[Start of RECORDED INFORMATION]
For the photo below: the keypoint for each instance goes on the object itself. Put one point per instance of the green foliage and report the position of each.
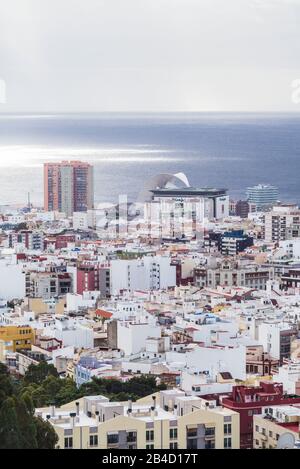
(19, 428)
(42, 386)
(38, 373)
(46, 437)
(10, 434)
[End of RECORDED INFORMATION]
• _GOAL_:
Please swap "green foliage" for "leafy plants" in the lines above and give them back with nothing else changed. Leave the pictures out of your answer.

• _REPLY TO THE TASK_:
For the photo below: the keypoint for each instance goes on the object itself. Put one point per instance of the leafy plants and report the position of each.
(19, 428)
(42, 386)
(38, 373)
(46, 437)
(10, 434)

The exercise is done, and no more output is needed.